| 任务要求 |
a: 请列出BlockManager源码文本的代码中用 new 关键字实例化的全部类名。
b: 请从BlockManager源码文本的结尾处接着写下去。

----- 给定文本 -----

美文网首页
Spark源码之BlockManager

Spark源码之BlockManager

作者: 小狼星I | 来源:发表于2018-10-21 12:01 被阅读0次

    Spark源码之BlockManager篇

    BlockManage作为对外提供的统一访问block的接口,而且它在spark中是以Master-Slave的模式存在,既然它在spark中承担着数据管理的大任,那么此篇就详细的探讨下BlockManager;

    BlockManager的生成,以及组织架构的形成

    BlockManager是在SparkEnv构建的时候生成的,我们打开SparkEnv的源码,可以看到先实例化出BlockManagerMaster以及BlockManagerMaster的消息通讯体BlockManagerMasterEndpoint,在实例化出BlockManagerMaster后开始创建BlockManager,因为BlockManager在spark中是以Master-Slave的形式存在的,那么它的slava又是在哪里分布的呢?

    //todo 创建blockTransferService
    val blockTransferService = new NettyBlockTransferService(conf, securityManager, numUsableCores)
    //todo 创建BlockManagerMaster,并且实例化出BlockManagerMasterEndpoint
    val blockManagerMaster = new BlockManagerMaster(registerOrLookupEndpoint(
      BlockManagerMaster.DRIVER_ENDPOINT_NAME,
      new BlockManagerMasterEndpoint(rpcEnv, isLocal, conf, listenerBus)),
      conf, isDriver)
    // NB: blockManager is not valid until initialize() is called later.
    //todo 根据Executor创建出BlockManager
    val blockManager = new BlockManager(executorId, rpcEnv, blockManagerMaster,
      serializer, conf, memoryManager, mapOutputTracker, shuffleManager,
      blockTransferService, securityManager, numUsableCores)
    
    

    我们在打开我们的ExecutorBackEnd代码,可以看到在实例化CoarseGrainedExecutorBackend实例的时候传入了一个SparkEnv,其实在每个ExecutorBackend中都会分布一个BlockManager,并以slave的形式存在,这里调用SparkEnv.createExecutorEnv(......)方法,将ExecutorBackend的executorid传入进入,而在SparkEnv的createExecutorEnv方法中创建BlockManager时,是根据传入的executorId创建的,而在BlockManager中会实例化出BlockManagerSlaveEndpoint实例,和BlockManagerMaster能够建立通讯,这就形成了BlockManager的通讯结构;

     //todo 创建基于当前Executor的SparkEnv
     val env = SparkEnv.createExecutorEnv(
       driverConf, executorId, hostname, port, cores, isLocal = false)
     // SparkEnv will set spark.executor.port if the rpc env is listening for incoming
     // connections (e.g., if it's using akka). Otherwise, the executor is running in
     // client mode only, and does not accept incoming connections.
     val sparkHostPort = env.conf.getOption("spark.executor.port").map { port =>
         hostname + ":" + port
       }.orNull
     env.rpcEnv.setupEndpoint("Executor", new CoarseGrainedExecutorBackend(
       env.rpcEnv, driverUrl, executorId, sparkHostPort, cores, userClassPath, env))
    
    
    //todo 在BlockManager中会实例化出BlockManagerSlaveEndpoint实例
    private val slaveEndpoint = rpcEnv.setupEndpoint(
      "BlockManagerEndpoint" + BlockManager.ID_GENERATOR.next,
      new BlockManagerSlaveEndpoint(rpcEnv, this, mapOutputTracker))

----- 数据摘录 -----

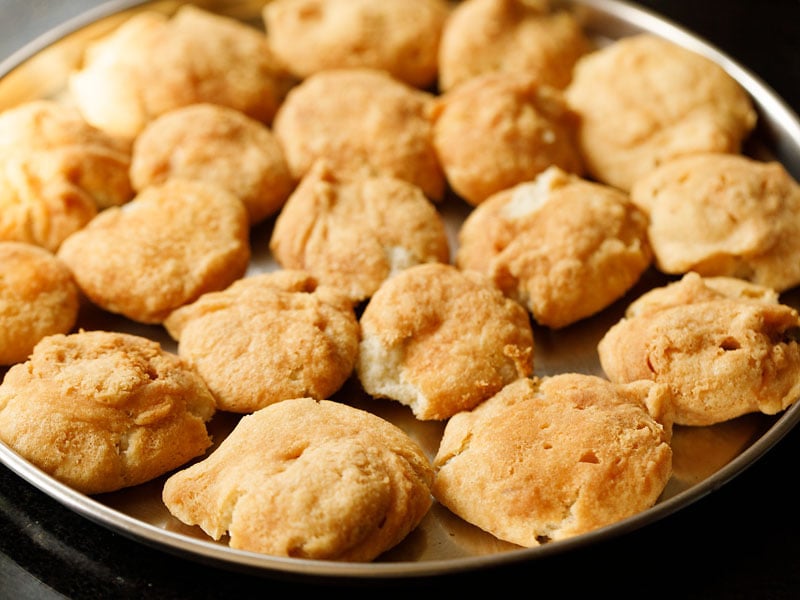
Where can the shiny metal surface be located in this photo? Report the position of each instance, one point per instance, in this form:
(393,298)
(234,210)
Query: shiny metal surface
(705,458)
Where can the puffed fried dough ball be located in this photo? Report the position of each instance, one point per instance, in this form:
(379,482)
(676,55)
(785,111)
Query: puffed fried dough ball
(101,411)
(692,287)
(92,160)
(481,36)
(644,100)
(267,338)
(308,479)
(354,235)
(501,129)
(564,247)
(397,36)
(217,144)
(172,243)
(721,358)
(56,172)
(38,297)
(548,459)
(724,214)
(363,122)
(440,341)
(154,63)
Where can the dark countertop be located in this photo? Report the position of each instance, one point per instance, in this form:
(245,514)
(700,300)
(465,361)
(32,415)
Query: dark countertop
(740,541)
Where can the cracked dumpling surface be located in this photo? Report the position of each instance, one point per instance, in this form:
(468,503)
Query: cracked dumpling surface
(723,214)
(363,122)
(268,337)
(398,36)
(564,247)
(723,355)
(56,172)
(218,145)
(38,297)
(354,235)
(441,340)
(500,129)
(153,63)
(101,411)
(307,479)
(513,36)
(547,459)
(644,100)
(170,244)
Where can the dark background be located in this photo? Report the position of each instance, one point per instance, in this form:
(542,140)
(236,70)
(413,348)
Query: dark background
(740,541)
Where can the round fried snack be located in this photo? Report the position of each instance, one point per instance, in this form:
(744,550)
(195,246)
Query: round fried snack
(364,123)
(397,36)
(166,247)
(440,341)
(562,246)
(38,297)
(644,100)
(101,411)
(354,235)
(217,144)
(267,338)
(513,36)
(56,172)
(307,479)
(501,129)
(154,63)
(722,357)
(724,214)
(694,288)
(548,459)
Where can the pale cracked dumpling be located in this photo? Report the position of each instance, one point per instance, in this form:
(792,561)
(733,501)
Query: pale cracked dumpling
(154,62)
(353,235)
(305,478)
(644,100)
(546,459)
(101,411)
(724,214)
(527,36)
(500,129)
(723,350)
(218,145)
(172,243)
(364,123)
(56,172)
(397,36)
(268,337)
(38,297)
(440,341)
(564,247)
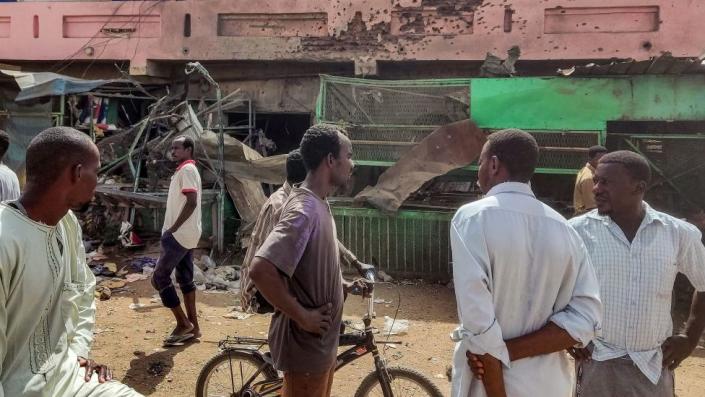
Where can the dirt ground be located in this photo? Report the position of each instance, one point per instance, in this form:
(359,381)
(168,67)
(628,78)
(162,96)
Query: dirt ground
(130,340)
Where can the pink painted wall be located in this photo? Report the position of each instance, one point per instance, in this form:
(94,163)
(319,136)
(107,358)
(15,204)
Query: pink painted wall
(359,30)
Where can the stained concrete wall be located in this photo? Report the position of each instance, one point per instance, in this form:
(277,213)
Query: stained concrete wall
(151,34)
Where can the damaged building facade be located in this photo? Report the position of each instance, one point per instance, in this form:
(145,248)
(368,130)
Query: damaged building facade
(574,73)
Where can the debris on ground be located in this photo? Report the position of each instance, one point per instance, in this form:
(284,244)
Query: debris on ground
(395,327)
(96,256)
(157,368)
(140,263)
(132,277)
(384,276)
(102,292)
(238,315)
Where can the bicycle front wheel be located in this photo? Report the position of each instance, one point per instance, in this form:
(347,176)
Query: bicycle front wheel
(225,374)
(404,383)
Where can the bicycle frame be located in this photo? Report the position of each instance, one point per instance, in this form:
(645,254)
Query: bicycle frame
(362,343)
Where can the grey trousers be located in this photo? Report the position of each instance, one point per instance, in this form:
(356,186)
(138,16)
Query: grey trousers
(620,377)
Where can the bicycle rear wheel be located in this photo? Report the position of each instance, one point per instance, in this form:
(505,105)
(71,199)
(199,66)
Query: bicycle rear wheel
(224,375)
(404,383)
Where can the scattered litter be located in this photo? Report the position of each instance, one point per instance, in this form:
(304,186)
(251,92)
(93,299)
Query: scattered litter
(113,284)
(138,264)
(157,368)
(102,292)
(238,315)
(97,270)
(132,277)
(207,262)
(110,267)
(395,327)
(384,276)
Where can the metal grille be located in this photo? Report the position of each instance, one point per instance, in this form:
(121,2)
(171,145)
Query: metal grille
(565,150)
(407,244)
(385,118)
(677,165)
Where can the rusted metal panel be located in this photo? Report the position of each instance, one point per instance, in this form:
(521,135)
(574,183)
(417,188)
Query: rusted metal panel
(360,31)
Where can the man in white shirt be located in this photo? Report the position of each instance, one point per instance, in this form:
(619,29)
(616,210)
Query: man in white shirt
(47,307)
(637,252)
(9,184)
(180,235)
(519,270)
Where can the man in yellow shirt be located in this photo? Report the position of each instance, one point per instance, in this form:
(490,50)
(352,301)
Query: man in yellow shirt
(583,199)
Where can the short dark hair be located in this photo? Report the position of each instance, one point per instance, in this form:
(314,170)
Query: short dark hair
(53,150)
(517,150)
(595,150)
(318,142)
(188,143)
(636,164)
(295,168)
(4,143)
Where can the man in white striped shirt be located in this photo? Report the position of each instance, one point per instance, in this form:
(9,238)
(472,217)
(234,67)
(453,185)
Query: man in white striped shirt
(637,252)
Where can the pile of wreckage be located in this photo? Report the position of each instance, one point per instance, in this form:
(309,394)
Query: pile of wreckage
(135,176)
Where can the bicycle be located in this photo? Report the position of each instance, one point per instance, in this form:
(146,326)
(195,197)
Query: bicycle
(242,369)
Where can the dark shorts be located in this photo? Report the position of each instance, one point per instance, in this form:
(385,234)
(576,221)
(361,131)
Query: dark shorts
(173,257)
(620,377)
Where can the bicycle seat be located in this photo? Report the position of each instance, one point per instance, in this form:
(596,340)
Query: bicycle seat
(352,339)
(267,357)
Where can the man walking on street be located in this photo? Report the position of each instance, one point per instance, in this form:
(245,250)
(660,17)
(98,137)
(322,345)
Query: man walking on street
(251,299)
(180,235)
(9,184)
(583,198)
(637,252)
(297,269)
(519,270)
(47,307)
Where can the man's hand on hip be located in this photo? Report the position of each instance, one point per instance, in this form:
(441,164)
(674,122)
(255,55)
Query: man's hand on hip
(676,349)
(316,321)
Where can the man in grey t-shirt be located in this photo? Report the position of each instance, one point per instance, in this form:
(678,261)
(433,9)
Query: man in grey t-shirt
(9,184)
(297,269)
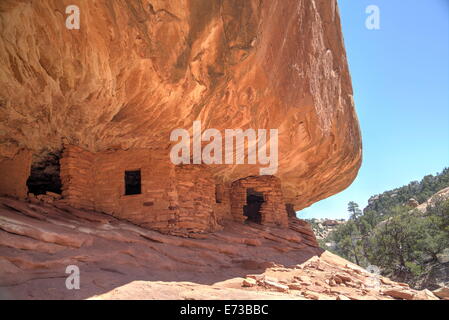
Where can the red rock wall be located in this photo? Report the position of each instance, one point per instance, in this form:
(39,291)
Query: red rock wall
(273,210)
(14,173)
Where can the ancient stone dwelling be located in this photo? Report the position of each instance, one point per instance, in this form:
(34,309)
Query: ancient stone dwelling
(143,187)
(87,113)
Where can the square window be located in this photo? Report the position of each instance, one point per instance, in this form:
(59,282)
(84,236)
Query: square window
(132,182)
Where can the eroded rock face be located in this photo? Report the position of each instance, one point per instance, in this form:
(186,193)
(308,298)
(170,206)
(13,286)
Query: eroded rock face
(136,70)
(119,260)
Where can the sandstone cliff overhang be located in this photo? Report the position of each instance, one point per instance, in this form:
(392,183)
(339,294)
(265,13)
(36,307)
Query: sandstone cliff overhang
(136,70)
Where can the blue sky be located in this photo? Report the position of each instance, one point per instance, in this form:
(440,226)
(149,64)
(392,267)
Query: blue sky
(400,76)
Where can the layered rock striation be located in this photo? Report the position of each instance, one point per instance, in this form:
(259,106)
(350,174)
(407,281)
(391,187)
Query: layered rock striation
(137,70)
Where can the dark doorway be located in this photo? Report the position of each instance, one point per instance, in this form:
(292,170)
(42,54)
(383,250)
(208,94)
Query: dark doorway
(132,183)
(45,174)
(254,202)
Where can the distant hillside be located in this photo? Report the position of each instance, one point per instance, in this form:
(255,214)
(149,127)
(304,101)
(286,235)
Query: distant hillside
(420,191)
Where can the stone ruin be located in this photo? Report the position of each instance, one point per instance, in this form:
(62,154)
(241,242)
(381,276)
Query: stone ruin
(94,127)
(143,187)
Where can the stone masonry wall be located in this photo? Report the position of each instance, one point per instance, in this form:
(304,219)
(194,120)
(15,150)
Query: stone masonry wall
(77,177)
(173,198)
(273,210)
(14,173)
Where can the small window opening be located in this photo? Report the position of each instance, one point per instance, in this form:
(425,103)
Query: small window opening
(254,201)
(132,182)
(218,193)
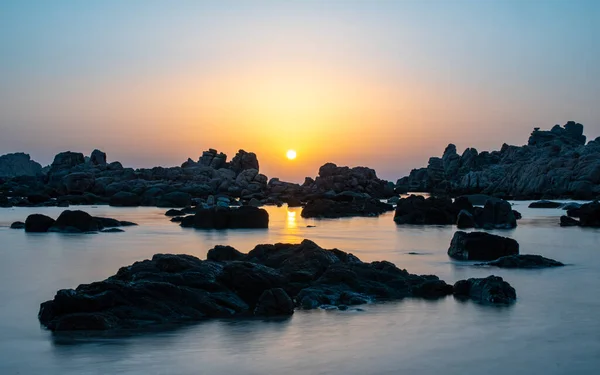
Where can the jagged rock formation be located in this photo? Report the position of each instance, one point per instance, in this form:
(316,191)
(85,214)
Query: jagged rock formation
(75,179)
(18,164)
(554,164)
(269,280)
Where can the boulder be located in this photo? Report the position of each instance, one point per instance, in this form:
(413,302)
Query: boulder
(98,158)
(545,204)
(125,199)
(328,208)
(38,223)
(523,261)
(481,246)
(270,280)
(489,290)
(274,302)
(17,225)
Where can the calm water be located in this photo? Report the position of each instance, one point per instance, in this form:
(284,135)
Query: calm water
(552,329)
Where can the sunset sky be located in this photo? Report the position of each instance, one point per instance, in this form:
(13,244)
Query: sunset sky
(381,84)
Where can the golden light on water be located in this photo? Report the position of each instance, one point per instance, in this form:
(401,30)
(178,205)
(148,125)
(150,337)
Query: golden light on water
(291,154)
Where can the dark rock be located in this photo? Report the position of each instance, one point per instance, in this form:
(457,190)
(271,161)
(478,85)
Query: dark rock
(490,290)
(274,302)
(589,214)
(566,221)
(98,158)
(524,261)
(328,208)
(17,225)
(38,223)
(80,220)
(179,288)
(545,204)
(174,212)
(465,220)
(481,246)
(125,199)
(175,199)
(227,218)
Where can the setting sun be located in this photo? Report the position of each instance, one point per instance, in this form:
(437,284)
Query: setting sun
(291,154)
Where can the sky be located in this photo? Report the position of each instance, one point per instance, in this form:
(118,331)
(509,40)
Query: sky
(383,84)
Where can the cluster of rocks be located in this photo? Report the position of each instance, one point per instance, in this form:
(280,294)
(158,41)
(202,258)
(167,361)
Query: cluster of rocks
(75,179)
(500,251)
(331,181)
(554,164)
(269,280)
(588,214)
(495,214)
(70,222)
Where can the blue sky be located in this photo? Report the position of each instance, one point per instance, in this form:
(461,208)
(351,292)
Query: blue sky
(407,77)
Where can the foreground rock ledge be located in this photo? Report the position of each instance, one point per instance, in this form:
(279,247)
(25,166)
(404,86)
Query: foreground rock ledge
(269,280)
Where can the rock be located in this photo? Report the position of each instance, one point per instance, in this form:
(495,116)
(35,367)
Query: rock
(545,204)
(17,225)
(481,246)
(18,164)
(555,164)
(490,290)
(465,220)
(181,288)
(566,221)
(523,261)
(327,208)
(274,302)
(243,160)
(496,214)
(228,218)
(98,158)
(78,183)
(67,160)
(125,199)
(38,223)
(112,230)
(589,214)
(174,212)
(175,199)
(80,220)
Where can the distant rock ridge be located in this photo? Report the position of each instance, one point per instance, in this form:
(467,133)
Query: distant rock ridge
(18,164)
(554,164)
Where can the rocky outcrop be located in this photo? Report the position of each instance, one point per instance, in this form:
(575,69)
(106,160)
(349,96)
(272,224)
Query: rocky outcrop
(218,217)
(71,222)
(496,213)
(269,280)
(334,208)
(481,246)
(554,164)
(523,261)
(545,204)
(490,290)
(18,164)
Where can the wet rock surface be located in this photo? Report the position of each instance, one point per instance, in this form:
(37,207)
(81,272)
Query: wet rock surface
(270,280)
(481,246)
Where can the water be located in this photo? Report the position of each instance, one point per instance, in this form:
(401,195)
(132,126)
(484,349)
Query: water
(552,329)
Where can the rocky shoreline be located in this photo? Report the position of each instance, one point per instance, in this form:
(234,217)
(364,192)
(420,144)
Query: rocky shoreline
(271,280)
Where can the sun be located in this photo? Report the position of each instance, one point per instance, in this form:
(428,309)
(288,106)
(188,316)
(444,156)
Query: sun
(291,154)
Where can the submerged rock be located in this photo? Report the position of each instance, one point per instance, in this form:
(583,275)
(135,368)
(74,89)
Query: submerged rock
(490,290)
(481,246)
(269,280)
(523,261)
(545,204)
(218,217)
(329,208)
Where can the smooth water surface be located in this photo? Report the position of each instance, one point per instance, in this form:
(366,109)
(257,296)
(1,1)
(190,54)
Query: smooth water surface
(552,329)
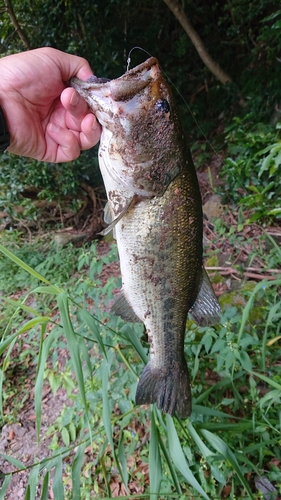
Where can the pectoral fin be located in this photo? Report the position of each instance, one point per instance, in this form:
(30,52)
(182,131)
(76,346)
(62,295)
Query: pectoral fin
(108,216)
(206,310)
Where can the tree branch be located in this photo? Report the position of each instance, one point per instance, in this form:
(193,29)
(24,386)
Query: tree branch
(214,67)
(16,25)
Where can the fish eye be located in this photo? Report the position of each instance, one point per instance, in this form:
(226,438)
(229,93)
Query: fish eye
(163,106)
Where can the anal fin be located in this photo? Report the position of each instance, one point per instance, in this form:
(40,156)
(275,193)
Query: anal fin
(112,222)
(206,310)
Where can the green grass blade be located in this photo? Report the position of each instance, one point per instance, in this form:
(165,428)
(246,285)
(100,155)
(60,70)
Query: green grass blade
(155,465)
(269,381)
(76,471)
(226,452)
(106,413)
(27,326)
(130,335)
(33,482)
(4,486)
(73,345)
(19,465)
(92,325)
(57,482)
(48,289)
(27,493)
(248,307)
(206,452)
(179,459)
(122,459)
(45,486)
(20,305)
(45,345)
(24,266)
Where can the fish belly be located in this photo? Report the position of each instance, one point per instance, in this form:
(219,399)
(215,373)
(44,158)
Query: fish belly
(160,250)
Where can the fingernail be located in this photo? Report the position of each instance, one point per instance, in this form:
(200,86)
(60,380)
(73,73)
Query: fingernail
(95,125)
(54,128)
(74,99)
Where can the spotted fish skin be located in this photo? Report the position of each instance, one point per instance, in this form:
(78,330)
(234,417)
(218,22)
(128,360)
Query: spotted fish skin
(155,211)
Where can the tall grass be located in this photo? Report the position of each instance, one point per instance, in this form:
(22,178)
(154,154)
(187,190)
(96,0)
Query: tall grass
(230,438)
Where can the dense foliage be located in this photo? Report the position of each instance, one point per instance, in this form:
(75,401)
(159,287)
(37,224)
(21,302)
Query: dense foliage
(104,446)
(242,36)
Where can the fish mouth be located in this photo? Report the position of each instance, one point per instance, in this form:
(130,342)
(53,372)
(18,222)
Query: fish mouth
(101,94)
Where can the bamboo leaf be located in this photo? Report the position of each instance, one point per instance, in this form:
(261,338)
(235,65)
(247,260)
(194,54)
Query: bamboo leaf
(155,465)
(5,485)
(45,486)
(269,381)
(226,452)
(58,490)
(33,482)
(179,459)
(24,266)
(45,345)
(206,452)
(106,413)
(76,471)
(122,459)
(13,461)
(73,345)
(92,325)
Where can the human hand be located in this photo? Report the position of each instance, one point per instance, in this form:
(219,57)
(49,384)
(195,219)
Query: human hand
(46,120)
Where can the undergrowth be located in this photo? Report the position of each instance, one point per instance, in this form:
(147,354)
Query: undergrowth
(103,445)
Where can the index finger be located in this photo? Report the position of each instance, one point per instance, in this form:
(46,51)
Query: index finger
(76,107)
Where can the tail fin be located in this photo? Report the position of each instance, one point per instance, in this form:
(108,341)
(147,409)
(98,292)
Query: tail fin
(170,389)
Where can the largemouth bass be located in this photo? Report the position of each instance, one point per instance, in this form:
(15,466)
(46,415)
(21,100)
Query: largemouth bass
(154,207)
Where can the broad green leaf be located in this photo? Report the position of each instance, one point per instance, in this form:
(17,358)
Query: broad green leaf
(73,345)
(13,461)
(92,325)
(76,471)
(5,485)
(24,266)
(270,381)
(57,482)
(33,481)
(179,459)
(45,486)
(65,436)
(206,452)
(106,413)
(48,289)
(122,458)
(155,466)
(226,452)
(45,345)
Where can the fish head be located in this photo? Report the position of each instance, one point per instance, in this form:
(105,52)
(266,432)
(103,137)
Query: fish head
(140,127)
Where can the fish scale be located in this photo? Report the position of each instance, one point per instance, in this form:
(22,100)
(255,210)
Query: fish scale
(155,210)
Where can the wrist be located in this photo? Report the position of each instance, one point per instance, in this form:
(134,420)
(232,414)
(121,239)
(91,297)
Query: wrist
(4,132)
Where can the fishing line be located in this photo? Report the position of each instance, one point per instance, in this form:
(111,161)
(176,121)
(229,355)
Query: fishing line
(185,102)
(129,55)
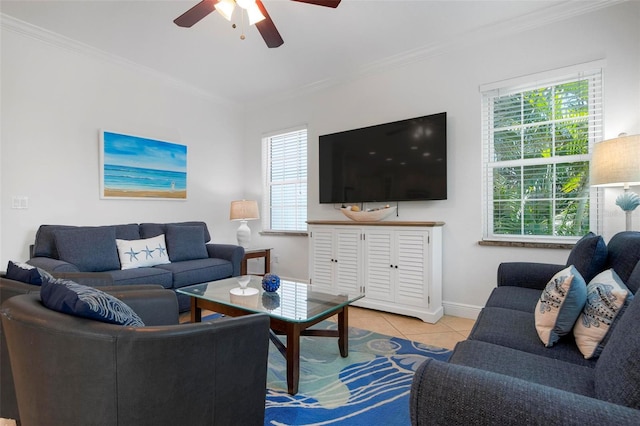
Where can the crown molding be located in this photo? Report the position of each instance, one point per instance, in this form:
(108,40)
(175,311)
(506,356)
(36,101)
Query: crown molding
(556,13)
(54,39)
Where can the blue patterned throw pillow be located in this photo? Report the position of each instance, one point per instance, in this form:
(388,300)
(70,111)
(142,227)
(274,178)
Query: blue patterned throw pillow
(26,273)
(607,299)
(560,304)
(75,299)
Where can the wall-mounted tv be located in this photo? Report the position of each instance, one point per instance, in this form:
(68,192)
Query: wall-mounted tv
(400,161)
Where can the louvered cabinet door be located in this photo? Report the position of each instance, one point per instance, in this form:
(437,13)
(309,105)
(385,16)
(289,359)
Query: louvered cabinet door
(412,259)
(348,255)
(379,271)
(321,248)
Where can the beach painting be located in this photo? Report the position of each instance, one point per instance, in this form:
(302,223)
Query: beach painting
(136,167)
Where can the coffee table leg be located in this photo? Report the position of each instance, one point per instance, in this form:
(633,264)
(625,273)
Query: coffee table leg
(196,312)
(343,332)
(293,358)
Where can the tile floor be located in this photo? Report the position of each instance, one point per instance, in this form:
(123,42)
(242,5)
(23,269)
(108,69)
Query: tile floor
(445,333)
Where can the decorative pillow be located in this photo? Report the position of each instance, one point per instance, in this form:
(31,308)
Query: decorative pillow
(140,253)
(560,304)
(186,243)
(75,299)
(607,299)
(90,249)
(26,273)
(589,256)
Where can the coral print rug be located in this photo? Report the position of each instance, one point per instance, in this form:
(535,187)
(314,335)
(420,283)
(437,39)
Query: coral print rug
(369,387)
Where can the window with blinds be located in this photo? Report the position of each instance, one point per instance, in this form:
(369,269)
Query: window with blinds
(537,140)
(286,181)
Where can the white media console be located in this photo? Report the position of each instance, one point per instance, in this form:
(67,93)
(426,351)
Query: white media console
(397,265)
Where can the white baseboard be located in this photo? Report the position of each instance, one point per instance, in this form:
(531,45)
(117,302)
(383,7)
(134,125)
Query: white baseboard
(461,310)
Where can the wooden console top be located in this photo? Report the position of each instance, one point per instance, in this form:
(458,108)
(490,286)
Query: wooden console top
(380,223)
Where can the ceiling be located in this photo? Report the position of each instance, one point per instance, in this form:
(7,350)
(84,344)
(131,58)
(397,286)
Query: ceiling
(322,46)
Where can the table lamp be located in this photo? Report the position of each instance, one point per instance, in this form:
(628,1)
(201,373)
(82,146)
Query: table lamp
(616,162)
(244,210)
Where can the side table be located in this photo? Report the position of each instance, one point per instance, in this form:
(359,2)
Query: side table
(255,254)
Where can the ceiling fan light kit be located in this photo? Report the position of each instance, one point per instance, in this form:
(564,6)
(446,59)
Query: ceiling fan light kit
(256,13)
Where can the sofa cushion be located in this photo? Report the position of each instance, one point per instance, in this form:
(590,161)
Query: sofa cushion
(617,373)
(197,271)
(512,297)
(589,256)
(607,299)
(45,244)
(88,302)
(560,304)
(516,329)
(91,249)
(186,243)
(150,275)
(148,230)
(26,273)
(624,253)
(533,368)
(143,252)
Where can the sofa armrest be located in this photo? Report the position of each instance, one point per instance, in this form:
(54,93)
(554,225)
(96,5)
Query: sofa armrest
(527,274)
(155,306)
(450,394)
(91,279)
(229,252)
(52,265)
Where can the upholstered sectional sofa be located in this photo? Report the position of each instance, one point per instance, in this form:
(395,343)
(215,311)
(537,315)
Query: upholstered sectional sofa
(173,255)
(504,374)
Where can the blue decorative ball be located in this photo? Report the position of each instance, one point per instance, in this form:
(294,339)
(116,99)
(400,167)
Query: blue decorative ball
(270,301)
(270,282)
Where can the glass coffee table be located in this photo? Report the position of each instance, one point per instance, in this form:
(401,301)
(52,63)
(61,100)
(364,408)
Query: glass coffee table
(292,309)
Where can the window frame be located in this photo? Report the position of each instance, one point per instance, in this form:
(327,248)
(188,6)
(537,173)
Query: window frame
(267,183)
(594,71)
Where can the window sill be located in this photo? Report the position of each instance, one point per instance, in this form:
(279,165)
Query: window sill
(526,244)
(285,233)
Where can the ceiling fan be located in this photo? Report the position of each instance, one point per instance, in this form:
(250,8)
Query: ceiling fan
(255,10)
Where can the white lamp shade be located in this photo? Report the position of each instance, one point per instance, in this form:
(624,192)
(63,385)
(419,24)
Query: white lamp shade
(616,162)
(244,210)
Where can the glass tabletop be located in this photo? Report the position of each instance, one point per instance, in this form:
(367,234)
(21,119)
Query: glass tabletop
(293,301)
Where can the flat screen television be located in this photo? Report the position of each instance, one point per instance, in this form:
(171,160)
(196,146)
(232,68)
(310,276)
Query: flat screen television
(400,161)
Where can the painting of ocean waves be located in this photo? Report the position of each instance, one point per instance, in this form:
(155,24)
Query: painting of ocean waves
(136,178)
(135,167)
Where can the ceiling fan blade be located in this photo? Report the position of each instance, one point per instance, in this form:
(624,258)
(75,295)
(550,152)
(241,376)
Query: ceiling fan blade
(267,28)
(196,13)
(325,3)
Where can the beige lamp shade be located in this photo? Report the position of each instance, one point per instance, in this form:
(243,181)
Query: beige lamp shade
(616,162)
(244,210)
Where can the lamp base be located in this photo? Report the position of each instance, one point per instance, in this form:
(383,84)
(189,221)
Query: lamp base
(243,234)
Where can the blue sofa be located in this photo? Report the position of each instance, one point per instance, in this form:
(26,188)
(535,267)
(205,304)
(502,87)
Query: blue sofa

-----

| 答案列表 |
a: NettyBlockTransferService、BlockManagerMaster、BlockManagerMasterEndpoint、BlockManager、CoarseGrainedExecutorBackend、BlockManagerSlaveEndpoint

b:
    

    BlockManager的注册

    我们再来看下BlockManager是如何向BlockManagerMaster注册的,在BlockManager实例化后调用initialize方法,在此方法内执行了BlockManagerMaster.registerBlockManager方法;

    //blockManager的initialize方法
    def initialize(appId: String): Unit = {
      blockTransferService.init(this)
      shuffleClient.init(appId)
      blockManagerId = BlockManagerId(
        executorId, blockTransferService.hostName, blockTransferService.port)
      shuffleServerId = if (externalShuffleServiceEnabled) {
        logInfo(s"external shuffle service port = $externalShuffleServicePort")
        BlockManagerId(executorId, blockTransferService.hostName, externalShuffleServicePort)
      } else {
        blockManagerId
      }
      master.registerBlockManager(blockManagerId, maxMemory, slaveEndpoint)
      // Register Executors' configuration with the local shuffle service, if one should exist.
      if (externalShuffleServiceEnabled && !blockManagerId.isDriver) {
        registerWithExternalShuffleServer()
      }
    

    进入BlockManagerMaster的registerBlockManager方法,可以看到它向master endpoint发送消息,其实这里的Driver就是BlockManagerMasterEndpoint

     /** Register the BlockManager's id with the driver. */
     def registerBlockManager(
         blockManagerId: BlockManagerId, maxMemSize: Long, slaveEndpoint: RpcEndpointRef): Unit = {
       logInfo("Trying to register BlockManager")
       tell(RegisterBlockManager(blockManagerId, maxMemSize, slaveEndpoint))
       logInfo("Registered BlockManager")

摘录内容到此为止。